[begin RECORDS PROVIDED]

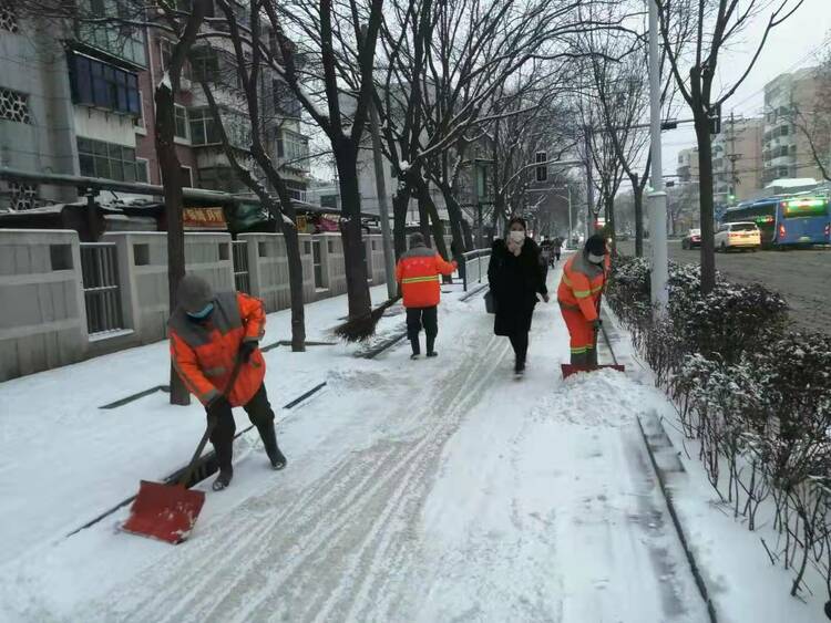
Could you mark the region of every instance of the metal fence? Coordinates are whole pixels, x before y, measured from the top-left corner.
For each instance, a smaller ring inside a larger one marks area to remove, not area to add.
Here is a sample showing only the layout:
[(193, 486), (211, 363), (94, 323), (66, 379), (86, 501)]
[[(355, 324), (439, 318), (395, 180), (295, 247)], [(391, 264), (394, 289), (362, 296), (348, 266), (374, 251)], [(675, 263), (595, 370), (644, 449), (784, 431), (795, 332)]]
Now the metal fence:
[(81, 273), (90, 335), (124, 329), (115, 243), (82, 242)]
[(482, 280), (488, 278), (491, 249), (469, 251), (462, 255), (462, 259), (464, 260), (462, 277), (464, 279), (464, 291), (466, 292), (472, 283), (482, 283)]
[(248, 242), (235, 240), (232, 242), (234, 249), (234, 288), (237, 292), (252, 292), (252, 279), (248, 272)]

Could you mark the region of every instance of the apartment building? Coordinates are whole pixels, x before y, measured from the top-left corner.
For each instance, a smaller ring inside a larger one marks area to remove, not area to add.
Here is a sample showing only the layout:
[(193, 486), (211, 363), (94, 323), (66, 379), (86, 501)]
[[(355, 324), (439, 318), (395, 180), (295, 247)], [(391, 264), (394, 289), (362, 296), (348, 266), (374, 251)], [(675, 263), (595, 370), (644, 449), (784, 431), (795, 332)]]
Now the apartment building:
[[(80, 0), (85, 12), (119, 11), (117, 3)], [(160, 30), (119, 23), (69, 23), (0, 9), (0, 166), (23, 170), (162, 183), (155, 149), (154, 90), (174, 42)], [(115, 13), (113, 13), (113, 17)], [(250, 145), (250, 124), (236, 84), (233, 54), (220, 45), (194, 50), (176, 100), (176, 152), (184, 184), (247, 191), (233, 174), (207, 102), (196, 82), (217, 85), (232, 139)], [(198, 72), (198, 73), (197, 73)], [(297, 199), (305, 199), (308, 137), (300, 105), (276, 75), (264, 80), (265, 141)], [(72, 188), (0, 183), (0, 209), (72, 201)]]
[(676, 174), (679, 181), (698, 181), (698, 147), (678, 152)]
[(796, 123), (813, 108), (817, 97), (817, 68), (779, 75), (765, 85), (765, 185), (786, 178), (821, 179), (808, 139)]

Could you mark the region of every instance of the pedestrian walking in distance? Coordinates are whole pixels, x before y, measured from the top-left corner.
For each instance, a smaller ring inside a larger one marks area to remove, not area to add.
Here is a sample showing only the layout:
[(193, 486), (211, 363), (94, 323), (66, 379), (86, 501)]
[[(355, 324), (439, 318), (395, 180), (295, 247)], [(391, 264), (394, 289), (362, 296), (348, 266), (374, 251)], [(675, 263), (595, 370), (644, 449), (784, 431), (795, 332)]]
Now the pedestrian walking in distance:
[(526, 230), (522, 218), (512, 218), (505, 239), (494, 241), (488, 266), (488, 282), (496, 312), (493, 332), (511, 340), (517, 375), (525, 372), (536, 295), (541, 294), (548, 302), (540, 247), (526, 236)]
[(563, 266), (557, 302), (571, 338), (572, 365), (597, 366), (597, 331), (601, 328), (601, 297), (609, 264), (603, 236), (586, 240), (582, 251)]
[[(235, 406), (242, 406), (257, 427), (271, 467), (283, 469), (286, 457), (277, 445), (264, 384), (266, 362), (259, 351), (266, 329), (263, 302), (242, 292), (214, 293), (211, 284), (195, 274), (182, 279), (176, 302), (167, 323), (171, 359), (187, 390), (205, 405), (207, 417), (216, 419), (211, 434), (219, 464), (214, 490), (224, 489), (234, 477)], [(224, 395), (237, 357), (242, 360), (239, 373)]]
[(434, 357), (435, 336), (439, 334), (439, 300), (441, 299), (441, 274), (453, 274), (455, 262), (445, 261), (429, 249), (424, 237), (416, 232), (410, 236), (410, 250), (398, 260), (396, 279), (401, 287), (407, 308), (407, 336), (412, 345), (411, 359), (421, 355), (419, 333), (427, 334), (427, 356)]
[(560, 261), (560, 256), (563, 252), (563, 239), (557, 236), (551, 245), (552, 251), (554, 251), (554, 263)]

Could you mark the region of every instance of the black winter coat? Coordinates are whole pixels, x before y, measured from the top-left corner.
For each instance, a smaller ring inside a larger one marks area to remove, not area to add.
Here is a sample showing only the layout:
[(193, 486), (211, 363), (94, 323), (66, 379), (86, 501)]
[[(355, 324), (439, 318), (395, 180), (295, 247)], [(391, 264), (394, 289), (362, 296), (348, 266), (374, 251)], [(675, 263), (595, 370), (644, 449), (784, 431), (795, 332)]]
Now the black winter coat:
[(514, 256), (504, 240), (496, 240), (488, 266), (488, 282), (496, 308), (493, 332), (496, 335), (527, 333), (537, 292), (548, 293), (536, 242), (526, 238), (520, 255)]

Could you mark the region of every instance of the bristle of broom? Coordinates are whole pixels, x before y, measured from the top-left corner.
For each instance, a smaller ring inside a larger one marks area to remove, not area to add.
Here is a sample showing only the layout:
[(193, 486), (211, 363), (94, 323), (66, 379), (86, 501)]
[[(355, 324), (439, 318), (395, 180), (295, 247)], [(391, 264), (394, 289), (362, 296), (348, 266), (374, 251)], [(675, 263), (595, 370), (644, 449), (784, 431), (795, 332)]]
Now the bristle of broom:
[(396, 304), (398, 300), (398, 298), (390, 299), (368, 314), (347, 320), (345, 323), (336, 326), (332, 333), (346, 342), (366, 342), (376, 334), (376, 328), (381, 318), (383, 318), (383, 312)]

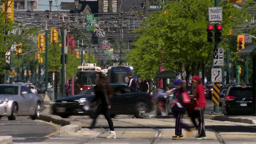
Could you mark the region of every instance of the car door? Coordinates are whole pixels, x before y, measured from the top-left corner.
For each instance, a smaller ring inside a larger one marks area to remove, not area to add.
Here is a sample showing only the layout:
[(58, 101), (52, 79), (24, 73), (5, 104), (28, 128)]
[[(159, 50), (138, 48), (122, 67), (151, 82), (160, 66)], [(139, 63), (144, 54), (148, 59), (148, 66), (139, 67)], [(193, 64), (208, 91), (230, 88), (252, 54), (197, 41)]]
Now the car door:
[(22, 100), (22, 104), (23, 106), (21, 108), (22, 109), (22, 110), (21, 110), (21, 111), (22, 112), (28, 112), (32, 107), (33, 99), (32, 94), (31, 91), (26, 86), (21, 86), (21, 92), (28, 92), (27, 94), (21, 95)]

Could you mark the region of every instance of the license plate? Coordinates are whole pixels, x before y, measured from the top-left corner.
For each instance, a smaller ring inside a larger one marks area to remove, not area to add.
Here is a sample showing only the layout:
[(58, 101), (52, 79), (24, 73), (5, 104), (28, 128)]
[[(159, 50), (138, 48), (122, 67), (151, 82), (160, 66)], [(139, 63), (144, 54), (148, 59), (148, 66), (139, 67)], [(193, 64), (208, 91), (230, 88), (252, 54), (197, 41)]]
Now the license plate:
[(240, 106), (247, 106), (247, 104), (246, 104), (246, 103), (241, 103), (241, 104), (240, 104)]
[(56, 112), (66, 112), (66, 108), (56, 108)]

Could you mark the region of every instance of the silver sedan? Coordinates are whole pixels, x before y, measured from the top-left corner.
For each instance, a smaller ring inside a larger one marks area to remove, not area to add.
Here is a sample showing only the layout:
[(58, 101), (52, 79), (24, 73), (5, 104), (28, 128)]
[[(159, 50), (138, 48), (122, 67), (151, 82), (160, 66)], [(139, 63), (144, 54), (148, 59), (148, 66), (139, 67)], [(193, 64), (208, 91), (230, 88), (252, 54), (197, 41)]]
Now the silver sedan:
[(39, 118), (42, 102), (26, 86), (18, 84), (0, 84), (0, 118), (15, 120), (17, 116)]

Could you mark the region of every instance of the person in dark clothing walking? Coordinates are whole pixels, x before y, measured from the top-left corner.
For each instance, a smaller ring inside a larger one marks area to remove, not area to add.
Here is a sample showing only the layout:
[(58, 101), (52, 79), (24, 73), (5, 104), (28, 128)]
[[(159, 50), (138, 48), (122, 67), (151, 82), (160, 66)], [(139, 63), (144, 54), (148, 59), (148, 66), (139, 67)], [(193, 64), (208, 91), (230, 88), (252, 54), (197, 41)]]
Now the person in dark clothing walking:
[[(201, 78), (199, 76), (195, 76), (191, 79), (193, 86), (196, 87), (195, 95), (194, 96), (191, 114), (191, 121), (194, 126), (198, 130), (198, 136), (196, 138), (198, 140), (207, 138), (204, 128), (204, 109), (206, 107), (206, 100), (204, 95), (204, 88), (201, 84)], [(196, 122), (196, 118), (198, 121), (198, 125)]]
[(96, 123), (96, 120), (99, 115), (102, 113), (108, 121), (110, 134), (107, 138), (116, 138), (116, 132), (114, 128), (113, 121), (109, 113), (111, 108), (109, 98), (112, 96), (112, 92), (108, 79), (101, 72), (98, 72), (96, 75), (97, 85), (94, 88), (95, 97), (92, 102), (96, 102), (98, 105), (95, 111), (93, 120), (89, 129), (92, 130)]
[(176, 98), (175, 105), (172, 108), (174, 116), (176, 118), (175, 123), (175, 136), (172, 138), (176, 140), (183, 139), (182, 128), (184, 128), (187, 132), (190, 131), (189, 125), (183, 123), (182, 121), (183, 114), (187, 109), (188, 105), (183, 103), (182, 94), (183, 92), (186, 92), (183, 88), (182, 81), (180, 79), (176, 79), (174, 82), (173, 86), (176, 87), (175, 94)]

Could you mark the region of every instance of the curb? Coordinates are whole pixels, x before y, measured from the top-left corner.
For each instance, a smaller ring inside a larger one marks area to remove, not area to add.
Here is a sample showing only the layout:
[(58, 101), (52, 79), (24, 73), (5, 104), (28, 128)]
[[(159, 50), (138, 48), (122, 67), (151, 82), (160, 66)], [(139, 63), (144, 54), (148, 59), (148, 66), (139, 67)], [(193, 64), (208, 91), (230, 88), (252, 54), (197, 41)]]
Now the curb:
[(62, 118), (54, 115), (42, 114), (40, 115), (40, 119), (63, 126), (60, 129), (60, 133), (62, 134), (74, 133), (82, 128), (80, 122), (70, 118)]
[(255, 124), (256, 122), (251, 118), (232, 118), (228, 116), (215, 116), (210, 119), (211, 120), (220, 121), (229, 121), (231, 122), (240, 122), (246, 124)]
[(0, 136), (0, 144), (12, 144), (12, 136)]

[end RECORDS PROVIDED]

GIVEN EXERCISE — Print the lines of the records above without any change, from the line containing "Could you mark the region of every instance of the apartment" through the line containing "Now the apartment", both of those lines included.

COMPLETE RESPONSE —
Could you mark the region of every instance of the apartment building? Coordinates are whole pixels, x before y, measured from the top-left corner.
For each instance, a smaller ring inside a larger one marks area to remove, not area to add.
Here is a sample showing only the layout:
[(193, 486), (211, 363), (94, 323), (66, 379), (86, 501)]
[[(355, 324), (439, 318), (395, 180), (295, 247)], [(391, 264), (394, 289), (362, 296), (348, 266), (374, 251)], [(675, 263), (595, 370), (644, 449), (784, 431), (795, 332)]]
Now the apartment building:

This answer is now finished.